GIVEN REQUEST >> Render every line of the data below as a JSON list of strings, one string per line, omitting any blank lines.

RECORD LIST >>
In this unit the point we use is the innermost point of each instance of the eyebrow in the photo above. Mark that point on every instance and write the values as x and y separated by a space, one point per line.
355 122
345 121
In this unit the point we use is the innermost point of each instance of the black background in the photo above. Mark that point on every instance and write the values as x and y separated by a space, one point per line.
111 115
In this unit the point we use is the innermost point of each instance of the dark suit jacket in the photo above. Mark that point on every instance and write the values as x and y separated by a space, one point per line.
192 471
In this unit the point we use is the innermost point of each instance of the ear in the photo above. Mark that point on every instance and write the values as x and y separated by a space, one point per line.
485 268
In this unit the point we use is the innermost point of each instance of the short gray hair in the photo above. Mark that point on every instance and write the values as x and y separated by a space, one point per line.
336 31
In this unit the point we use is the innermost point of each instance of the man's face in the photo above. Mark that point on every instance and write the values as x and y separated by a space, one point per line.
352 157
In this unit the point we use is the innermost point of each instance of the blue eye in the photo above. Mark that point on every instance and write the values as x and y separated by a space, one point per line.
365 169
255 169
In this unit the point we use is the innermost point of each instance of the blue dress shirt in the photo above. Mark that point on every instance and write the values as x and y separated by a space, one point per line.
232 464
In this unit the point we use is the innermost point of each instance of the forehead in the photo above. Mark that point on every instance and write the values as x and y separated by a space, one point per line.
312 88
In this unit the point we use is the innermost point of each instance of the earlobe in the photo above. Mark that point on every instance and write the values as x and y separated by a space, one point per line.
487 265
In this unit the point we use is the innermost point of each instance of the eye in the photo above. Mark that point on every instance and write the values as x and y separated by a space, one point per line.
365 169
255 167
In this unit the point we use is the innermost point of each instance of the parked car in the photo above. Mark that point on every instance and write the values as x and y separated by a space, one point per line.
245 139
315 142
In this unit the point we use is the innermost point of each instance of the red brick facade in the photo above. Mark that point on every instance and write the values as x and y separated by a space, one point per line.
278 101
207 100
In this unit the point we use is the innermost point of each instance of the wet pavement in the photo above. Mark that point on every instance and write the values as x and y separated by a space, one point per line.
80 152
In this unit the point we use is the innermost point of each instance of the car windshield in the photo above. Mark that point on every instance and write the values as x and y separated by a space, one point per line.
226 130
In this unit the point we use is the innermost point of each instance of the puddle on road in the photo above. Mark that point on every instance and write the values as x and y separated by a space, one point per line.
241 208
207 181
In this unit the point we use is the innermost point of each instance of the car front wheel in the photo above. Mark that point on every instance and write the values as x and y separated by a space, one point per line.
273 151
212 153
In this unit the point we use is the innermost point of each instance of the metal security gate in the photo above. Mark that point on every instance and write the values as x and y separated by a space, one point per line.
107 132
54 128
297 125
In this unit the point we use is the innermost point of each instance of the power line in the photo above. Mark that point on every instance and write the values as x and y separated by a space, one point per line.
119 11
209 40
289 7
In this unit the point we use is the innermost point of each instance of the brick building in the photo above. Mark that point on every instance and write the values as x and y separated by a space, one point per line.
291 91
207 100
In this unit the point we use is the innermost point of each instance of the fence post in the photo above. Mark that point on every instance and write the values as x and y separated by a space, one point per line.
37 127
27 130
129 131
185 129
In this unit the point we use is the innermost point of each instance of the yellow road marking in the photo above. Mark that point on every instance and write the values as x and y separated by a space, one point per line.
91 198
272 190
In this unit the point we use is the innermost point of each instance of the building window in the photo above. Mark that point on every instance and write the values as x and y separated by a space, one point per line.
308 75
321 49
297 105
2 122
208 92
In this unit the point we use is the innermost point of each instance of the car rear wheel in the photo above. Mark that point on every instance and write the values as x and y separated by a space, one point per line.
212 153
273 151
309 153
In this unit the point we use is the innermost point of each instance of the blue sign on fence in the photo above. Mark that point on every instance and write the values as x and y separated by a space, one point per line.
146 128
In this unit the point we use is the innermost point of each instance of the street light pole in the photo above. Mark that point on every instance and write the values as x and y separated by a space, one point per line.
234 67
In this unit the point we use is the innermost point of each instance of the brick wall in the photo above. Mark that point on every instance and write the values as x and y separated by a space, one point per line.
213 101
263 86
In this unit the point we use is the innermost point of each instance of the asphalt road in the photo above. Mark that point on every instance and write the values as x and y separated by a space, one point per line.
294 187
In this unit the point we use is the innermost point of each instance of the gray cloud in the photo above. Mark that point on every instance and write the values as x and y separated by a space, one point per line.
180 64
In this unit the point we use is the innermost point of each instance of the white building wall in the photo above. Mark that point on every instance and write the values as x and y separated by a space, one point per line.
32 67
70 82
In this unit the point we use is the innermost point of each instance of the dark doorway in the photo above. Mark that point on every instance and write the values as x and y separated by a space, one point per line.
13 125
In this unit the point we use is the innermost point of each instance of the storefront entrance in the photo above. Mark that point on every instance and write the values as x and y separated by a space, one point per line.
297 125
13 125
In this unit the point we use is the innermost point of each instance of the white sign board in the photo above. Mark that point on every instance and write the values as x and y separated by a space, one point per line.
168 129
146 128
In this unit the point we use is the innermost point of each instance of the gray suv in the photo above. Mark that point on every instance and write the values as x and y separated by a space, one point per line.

RESULT >>
[
  "In this unit the point we use is the innermost point of each instance of the eyebrow in the photo above. Mark that point on every instance and write the values as x and y separated by a space, one point per line.",
  "355 122",
  "345 121",
  "In this unit the point we use is the innermost point of each instance of the black background in the photo above. Mark that point on every instance and write the values as x and y separated by a space, one point per line.",
  "111 115",
  "In this unit the point we use is the innermost point of each instance of the dark suit jacket in the photo above. Mark that point on every instance and write the values as x and y separated by a space, one point per line.",
  "192 471",
  "In this unit the point we use is the innermost point of each instance of the ear in the photo above. Mark that point on every instance and write the values as x and y separated by a space, one point per line.",
  "485 268",
  "In this unit the point we use is the innermost point of each instance of the short gray hair in the photo above. Mark that point on every instance and write the values as x and y separated by a space, one point per line.",
  "336 31",
  "In this unit the point we use is the innermost point of each instance of the man's face in the photo above. Mark that point on every instance and write the values as x and y separated by a space, one point per line.",
  "352 157",
  "In this unit the point we use is the innermost point of each instance of the blue eye in the photo above. Mark that point on every instance and write the values as x and y separated by a space, one point per line.",
  "365 169",
  "255 169",
  "In this unit the point we use is the innermost point of each instance of the blue dress shirt in the photo above. Mark that point on every instance and write the values as x and y separated by a space, one point per line.",
  "232 464",
  "In this unit the point we use is the innermost point of each instance of the forehead in the photo above. Mark that point on every instance and write the values as x and y separated by a space, one point per line.",
  "312 88",
  "In this unit the point we use is the innermost point of each instance of the earlobe in the photo above. Mark that point on every instance and write the values as x and y separated by a space, one point per line.",
  "487 265",
  "In this unit the point we use is the innermost point of each instance of the eye in the photo above. Mark that point on every instance and write the values as x and y separated by a space, one point per line.",
  "365 169",
  "255 167",
  "In this unit the point we use is the innermost point of each instance of the parked car in the photo above. Mark that point on every instance and write the values as x and y separated by a space, one point per line.",
  "245 139",
  "315 142",
  "In this unit the point we use is the innermost point of each instance of the red brick facade in the photo above. Mark that point on every instance and write the values as x and y separated by a space, one point per line.",
  "278 101",
  "207 100",
  "In this unit the point we use is the innermost point of each instance of the wet pavement in the photo above. Mark that point on every instance and write the values as x and y separated by a space, one point per line.",
  "80 152",
  "In this unit the point we use is the innermost point of each instance of the car windshield in the photo above. Mark that point on every instance and write the values as x and y separated by a space, one point per line.",
  "226 130",
  "In this unit the point we use is the innermost point of each instance of the puddle on road in the photo above. Mark that point on every instance and write the values as x and y separated by a space, one point per line.",
  "241 208",
  "207 181",
  "In this unit the point we use is the innermost point of each instance of the car front wheel in the photo above. Mark that point on every instance and write the values as x and y separated by a space, one point per line.",
  "273 151",
  "212 153",
  "In this unit the point we use is the innermost point of each instance of the metal security gate in the photo above. Mark that point on every instance and write the values as x and y separated by a space, one point per line.",
  "107 132",
  "54 128",
  "297 125",
  "In this unit the point we use is the innermost point of each instance of the power line in the photo above. Mark that point on every instance and write the values as x and y separated by a space, one point per line.",
  "119 11",
  "209 40",
  "289 7",
  "In this unit the point we use is the innermost point of each instance of the brick building in the photo above. Mark that point on every instance and write the values as x and y separated by a space, one point per line.",
  "291 91",
  "207 100",
  "In this unit the point we use is the innermost point of each instance of the fence post in the photo above. Mark that point on every instance and write the values as x and y separated by a space, one point per line.",
  "37 127",
  "27 130",
  "129 131",
  "185 129",
  "In this unit the point we use is the innermost point of each instance of the yellow road marking in the photo above. Mark that point on every instance and write the values as x and y separated by a space, one point per line.",
  "91 198",
  "272 190",
  "In this unit the point we use is the innermost point of each instance of the building window in the photo above. Mark that point on every instance and write the values as x and y separated by a space, one point per line.",
  "308 75",
  "321 49",
  "297 105",
  "2 122",
  "208 92",
  "In this unit the point we use is the innermost point of each instance of the car rear wheel in the photo above. Mark that point on every instance and write the values as x and y separated by a space, one point per line.",
  "212 153",
  "273 151",
  "309 153",
  "In this unit the point we use is the innermost point of each instance of the blue sign on fence in the photo above. Mark that point on every instance and write the values as x and y separated by a space, one point per line.",
  "146 128",
  "In this unit the point we use is the innermost point of each instance of the street light pole in the photo above. Mark that point on every instance and write the values as x and y separated by a space, one point per line.",
  "234 67",
  "In this unit the point we use is the innermost point of each instance of the brick wall in the photo above. Mark that point on every instance and write the values as x and y separated by a space, one point per line.",
  "213 101",
  "263 86",
  "In this unit the point we use is the innermost point of each instance of the asphalt road in the photo above. Mark that point on every instance and write the values as x and y separated by a space, one point per line.",
  "294 187",
  "In this unit the point we use is the innermost point of each instance of the gray cloud in the photo above. Mark that point on every instance and write the values as x and y separated by a space, one point per line.",
  "180 64",
  "In this unit the point we use is the innermost point of each instance of the white building wall in the photo above. Mark that point on every instance and write the values as x and y separated by a space, one point per line.",
  "32 67",
  "70 82",
  "In this unit the point we use is the innermost point of each instance of the dark doorway in the photo above. Mark that point on every instance and write the values as x and y separated by a space, one point per line.",
  "13 125",
  "In this unit the point we use is the innermost point of each instance of the storefront entrance in the photo above. Mark that point on every instance and write the values as x and y separated by a space, one point per line.",
  "297 125",
  "13 125",
  "In this unit the point we use is the innermost point of each instance of the white sign board in the photo above. Mark that point on every instance and write the values as x and y separated by a space, one point per line.",
  "168 129",
  "146 128",
  "In this unit the point we use is the innermost point of each instance of the gray suv in the photo above. Mark that point on every instance and write the values as x and y separated by a space, one point per line."
]